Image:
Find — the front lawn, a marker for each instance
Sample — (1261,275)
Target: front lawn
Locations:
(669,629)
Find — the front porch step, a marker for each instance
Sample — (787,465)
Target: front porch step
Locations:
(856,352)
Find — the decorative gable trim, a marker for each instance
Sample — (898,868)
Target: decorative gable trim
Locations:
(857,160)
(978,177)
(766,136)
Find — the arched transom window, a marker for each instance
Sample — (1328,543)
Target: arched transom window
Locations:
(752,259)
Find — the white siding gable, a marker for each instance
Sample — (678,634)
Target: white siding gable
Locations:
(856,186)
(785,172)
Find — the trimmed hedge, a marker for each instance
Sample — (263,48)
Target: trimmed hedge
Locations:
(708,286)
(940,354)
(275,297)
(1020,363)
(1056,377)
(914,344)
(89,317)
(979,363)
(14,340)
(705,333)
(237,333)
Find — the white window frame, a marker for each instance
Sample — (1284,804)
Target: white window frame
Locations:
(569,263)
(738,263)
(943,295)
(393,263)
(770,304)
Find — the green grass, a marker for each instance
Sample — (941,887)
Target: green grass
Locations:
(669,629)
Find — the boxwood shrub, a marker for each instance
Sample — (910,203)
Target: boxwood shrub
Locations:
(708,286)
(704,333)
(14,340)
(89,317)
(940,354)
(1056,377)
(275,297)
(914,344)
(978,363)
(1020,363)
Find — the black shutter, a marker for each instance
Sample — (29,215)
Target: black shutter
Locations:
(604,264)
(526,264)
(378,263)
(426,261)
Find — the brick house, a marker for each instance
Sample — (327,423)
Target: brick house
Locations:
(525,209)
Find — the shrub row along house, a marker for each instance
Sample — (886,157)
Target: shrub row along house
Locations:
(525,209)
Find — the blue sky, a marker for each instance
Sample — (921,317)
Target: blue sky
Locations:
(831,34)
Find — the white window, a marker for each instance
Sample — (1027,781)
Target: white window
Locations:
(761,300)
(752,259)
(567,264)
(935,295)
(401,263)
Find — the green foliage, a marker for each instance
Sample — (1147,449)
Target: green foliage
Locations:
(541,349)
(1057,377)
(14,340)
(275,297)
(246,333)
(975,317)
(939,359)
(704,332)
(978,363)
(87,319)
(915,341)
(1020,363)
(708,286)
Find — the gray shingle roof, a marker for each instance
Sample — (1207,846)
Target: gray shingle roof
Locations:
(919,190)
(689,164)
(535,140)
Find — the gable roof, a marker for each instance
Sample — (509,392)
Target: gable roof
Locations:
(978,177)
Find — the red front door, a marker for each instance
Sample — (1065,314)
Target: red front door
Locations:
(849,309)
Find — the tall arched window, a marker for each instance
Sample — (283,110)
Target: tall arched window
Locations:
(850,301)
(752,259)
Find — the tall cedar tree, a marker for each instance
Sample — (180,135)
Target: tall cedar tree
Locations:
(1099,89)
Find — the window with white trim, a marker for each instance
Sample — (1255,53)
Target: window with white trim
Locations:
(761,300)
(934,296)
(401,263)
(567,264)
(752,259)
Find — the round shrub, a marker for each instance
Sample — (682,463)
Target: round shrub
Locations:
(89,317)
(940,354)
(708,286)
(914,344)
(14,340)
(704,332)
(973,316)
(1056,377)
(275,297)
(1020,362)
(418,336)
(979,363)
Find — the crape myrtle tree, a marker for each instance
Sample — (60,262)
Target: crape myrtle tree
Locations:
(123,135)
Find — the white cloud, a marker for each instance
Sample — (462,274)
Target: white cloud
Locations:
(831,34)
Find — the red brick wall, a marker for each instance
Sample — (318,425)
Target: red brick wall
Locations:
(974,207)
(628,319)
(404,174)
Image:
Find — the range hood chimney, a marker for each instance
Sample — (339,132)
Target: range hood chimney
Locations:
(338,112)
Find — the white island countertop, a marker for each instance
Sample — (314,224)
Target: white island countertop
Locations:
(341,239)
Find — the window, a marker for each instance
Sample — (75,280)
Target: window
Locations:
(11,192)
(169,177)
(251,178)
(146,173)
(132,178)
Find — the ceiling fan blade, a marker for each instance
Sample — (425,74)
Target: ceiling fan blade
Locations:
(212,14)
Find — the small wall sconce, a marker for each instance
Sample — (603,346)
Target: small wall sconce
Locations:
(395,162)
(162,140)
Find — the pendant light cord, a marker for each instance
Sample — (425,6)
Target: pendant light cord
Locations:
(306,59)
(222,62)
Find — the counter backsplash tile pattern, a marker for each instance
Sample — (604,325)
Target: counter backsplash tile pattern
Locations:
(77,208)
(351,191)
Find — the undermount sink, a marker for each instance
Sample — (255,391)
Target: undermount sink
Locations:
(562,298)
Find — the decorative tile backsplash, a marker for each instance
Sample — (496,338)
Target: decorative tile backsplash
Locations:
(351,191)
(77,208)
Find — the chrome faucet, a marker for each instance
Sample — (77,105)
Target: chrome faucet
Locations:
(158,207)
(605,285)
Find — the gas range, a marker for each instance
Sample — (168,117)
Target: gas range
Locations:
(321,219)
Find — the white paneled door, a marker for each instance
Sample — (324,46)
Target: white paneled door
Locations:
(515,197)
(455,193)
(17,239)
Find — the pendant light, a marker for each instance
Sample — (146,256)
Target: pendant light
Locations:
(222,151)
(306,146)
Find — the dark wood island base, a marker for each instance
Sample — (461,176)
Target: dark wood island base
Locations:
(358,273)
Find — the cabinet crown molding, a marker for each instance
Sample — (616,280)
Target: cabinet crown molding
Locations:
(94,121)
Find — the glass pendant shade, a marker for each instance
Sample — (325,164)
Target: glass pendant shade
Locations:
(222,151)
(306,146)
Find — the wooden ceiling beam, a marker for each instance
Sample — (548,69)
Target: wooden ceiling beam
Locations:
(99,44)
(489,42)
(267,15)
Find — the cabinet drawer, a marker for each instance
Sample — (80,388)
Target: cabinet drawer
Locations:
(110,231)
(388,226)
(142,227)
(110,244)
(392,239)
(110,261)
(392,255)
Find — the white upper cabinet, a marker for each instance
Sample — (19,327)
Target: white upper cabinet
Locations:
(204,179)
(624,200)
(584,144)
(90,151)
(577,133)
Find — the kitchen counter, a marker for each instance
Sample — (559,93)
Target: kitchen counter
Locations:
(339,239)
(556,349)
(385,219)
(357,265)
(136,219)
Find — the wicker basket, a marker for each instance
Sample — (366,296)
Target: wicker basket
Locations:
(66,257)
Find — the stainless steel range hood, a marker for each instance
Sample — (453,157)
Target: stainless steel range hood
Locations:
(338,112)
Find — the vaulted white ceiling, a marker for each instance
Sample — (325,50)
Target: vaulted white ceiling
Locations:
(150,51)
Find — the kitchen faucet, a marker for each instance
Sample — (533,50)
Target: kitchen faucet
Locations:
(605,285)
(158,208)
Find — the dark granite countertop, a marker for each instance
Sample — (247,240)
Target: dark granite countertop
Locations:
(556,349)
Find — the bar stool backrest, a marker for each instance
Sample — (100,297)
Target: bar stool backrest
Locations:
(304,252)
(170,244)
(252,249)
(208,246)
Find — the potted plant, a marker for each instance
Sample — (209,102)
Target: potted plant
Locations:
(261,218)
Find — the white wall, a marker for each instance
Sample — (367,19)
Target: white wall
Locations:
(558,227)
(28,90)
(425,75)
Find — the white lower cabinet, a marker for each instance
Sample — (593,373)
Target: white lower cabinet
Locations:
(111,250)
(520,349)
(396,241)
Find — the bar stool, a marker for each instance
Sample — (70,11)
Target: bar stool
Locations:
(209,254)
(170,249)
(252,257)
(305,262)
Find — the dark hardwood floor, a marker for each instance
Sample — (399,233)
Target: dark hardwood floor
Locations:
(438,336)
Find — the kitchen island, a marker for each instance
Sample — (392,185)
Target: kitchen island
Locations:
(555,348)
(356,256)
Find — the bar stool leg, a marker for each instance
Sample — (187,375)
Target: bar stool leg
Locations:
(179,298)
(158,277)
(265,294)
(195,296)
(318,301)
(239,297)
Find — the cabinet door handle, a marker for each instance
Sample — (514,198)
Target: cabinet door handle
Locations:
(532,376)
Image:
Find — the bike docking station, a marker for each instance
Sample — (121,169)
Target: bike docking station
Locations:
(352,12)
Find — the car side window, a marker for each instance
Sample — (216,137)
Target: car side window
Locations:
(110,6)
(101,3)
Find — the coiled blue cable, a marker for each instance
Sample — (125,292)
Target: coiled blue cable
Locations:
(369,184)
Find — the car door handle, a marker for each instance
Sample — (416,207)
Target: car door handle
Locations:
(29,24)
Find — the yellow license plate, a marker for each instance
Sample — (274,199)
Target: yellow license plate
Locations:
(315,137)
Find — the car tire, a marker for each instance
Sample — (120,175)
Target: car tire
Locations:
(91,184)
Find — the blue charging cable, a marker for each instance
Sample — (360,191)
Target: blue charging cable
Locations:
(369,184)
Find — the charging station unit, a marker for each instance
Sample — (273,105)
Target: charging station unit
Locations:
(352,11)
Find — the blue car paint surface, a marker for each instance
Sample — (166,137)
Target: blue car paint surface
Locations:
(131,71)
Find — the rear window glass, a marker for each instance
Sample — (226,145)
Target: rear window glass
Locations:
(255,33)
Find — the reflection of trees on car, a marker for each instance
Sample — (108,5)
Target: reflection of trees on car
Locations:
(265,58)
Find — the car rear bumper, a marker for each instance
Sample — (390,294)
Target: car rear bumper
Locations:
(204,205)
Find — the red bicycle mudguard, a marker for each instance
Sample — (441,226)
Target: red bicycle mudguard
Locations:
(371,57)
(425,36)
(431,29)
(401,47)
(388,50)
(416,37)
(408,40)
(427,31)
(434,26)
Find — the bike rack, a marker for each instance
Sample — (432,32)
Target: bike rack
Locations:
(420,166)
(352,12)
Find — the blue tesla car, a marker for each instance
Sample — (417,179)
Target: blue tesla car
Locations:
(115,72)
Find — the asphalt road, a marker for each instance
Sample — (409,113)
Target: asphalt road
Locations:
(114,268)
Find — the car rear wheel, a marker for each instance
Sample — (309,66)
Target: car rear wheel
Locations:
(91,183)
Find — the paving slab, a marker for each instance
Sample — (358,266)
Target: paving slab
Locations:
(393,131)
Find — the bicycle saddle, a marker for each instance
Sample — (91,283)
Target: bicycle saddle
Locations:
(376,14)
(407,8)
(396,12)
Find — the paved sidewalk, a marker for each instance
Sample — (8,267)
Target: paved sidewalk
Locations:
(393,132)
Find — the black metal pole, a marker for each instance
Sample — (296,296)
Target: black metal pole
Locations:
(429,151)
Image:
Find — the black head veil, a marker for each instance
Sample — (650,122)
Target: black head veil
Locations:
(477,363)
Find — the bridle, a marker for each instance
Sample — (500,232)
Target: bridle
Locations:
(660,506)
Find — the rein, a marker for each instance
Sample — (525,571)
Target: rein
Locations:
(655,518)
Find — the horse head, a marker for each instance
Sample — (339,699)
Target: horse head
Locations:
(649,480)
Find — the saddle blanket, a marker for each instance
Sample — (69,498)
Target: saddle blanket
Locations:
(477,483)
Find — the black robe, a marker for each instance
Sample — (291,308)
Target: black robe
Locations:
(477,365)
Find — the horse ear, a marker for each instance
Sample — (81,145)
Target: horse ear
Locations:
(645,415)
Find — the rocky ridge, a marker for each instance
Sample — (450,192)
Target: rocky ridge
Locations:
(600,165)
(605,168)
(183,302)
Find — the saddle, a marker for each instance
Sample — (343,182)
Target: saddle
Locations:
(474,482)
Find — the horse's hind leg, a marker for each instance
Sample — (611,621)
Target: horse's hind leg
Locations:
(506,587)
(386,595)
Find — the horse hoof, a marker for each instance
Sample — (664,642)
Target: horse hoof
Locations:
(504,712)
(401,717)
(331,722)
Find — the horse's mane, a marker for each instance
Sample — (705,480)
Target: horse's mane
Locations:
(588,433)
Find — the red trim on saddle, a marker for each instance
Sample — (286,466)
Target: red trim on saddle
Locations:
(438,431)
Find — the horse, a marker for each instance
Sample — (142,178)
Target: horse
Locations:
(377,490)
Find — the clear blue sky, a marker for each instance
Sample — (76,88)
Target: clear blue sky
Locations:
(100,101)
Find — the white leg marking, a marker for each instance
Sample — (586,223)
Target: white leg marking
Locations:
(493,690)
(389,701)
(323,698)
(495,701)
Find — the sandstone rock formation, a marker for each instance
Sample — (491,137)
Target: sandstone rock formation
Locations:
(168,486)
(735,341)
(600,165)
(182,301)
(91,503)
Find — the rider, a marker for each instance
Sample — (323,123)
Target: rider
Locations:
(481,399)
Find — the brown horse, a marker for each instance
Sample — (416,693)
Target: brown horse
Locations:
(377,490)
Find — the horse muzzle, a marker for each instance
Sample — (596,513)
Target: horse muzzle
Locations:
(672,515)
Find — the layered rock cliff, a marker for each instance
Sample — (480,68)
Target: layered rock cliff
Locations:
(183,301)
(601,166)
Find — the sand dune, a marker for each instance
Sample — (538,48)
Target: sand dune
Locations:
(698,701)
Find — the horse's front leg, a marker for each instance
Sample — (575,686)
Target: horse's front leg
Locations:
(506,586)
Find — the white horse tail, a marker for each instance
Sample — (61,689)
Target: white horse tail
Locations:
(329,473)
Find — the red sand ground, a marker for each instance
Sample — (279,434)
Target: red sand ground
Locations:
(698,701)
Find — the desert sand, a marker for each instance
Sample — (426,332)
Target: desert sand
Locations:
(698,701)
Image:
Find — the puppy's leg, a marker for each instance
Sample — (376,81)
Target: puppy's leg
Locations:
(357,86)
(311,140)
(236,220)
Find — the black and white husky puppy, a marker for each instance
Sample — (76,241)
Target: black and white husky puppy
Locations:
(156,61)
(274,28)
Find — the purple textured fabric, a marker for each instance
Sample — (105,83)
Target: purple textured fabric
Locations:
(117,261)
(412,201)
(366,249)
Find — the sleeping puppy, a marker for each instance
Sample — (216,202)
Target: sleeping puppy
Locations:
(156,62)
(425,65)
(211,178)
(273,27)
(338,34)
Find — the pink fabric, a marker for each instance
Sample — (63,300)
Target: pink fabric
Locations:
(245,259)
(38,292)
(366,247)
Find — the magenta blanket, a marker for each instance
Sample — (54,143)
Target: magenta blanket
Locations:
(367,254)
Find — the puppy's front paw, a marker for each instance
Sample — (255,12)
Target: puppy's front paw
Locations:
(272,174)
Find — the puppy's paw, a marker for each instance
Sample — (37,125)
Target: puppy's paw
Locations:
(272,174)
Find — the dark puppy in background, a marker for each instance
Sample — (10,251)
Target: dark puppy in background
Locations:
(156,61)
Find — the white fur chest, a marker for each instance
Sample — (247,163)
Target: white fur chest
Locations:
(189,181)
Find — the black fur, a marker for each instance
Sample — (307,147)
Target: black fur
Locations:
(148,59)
━━━━━━━━
• TASK BRIEF
Please return every line in the data that includes the string "pattern".

• ANSWER SECTION
Find — the counter backsplash tile pattern, a marker for each instance
Target: counter backsplash tile pattern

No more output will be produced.